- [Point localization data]
- - -
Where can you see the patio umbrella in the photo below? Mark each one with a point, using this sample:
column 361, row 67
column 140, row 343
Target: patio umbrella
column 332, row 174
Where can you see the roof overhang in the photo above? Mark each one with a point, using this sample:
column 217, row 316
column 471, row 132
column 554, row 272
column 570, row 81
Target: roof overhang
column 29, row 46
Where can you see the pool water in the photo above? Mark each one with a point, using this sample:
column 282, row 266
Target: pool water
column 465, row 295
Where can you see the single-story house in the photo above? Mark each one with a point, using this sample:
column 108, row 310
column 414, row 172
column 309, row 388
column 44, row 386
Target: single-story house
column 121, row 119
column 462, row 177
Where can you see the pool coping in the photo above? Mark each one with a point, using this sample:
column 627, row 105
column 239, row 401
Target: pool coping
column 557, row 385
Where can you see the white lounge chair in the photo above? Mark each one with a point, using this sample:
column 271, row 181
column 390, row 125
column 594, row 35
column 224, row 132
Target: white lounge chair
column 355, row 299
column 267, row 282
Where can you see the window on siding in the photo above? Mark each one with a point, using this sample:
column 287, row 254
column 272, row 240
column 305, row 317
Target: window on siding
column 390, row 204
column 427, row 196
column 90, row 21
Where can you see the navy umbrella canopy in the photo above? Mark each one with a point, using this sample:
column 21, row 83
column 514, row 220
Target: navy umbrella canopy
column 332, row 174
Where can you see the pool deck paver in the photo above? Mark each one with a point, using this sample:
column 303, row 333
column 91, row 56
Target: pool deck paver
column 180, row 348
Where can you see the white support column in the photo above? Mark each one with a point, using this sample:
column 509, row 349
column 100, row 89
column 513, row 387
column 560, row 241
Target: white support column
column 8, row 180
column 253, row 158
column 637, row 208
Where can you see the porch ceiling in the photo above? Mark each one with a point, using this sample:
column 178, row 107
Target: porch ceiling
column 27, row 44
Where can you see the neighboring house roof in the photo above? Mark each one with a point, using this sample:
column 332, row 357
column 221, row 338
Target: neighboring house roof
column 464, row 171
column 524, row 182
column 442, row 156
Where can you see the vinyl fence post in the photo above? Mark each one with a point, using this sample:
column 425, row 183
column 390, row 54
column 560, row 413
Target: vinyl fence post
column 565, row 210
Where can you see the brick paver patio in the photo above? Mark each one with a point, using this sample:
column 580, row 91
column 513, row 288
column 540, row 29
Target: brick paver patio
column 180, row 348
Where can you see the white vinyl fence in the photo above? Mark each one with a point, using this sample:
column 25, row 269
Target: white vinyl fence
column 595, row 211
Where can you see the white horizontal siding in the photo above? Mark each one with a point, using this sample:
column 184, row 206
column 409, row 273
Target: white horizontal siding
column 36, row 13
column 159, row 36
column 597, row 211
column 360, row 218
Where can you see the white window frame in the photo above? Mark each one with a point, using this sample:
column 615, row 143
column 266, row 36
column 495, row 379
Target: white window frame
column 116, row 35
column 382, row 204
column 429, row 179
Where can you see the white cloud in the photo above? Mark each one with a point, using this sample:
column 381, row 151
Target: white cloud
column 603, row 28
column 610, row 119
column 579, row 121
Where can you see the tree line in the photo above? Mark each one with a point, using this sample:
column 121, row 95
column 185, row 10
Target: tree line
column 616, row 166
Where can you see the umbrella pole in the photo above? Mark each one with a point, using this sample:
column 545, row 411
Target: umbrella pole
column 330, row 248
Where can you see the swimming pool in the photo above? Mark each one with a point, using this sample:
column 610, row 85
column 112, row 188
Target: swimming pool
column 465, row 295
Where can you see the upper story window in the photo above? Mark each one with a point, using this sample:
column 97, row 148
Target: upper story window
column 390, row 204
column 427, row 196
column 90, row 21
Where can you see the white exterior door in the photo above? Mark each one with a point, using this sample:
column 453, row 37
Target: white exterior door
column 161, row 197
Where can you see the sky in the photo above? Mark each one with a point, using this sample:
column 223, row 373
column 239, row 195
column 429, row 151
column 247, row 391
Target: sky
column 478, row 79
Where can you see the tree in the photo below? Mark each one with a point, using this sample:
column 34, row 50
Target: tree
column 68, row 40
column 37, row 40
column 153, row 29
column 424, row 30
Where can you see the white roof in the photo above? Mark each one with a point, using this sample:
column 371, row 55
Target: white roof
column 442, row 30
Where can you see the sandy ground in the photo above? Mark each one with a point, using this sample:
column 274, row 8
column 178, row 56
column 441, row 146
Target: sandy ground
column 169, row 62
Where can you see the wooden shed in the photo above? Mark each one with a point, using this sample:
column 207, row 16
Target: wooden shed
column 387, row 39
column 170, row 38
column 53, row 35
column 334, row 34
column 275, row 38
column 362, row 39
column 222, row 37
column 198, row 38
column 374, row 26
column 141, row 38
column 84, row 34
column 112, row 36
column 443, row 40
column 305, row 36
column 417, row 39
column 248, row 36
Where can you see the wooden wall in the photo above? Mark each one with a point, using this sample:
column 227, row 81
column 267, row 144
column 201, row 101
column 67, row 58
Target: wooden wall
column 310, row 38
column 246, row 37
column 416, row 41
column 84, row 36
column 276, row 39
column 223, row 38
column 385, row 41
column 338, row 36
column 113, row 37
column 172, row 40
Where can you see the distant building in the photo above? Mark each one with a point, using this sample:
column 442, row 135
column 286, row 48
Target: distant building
- - -
- [What the task asks]
Beginning with the line that has "Target: sandy ground" and ending with the line that has "Where can you see the wooden wall", set down the lines above exactly and include no others.

- [Completed exercise]
Target: sandy ground
column 169, row 62
Where can you see the wooden shed in the photo above? Mark each one with a point, using this sample:
column 207, row 16
Target: wooden shed
column 387, row 39
column 170, row 38
column 53, row 35
column 334, row 34
column 275, row 38
column 362, row 39
column 222, row 37
column 198, row 38
column 374, row 26
column 141, row 38
column 84, row 34
column 112, row 36
column 443, row 40
column 305, row 36
column 417, row 39
column 248, row 36
Where can you see the wooden wall in the photo above? Mark each one with a point, using this sample:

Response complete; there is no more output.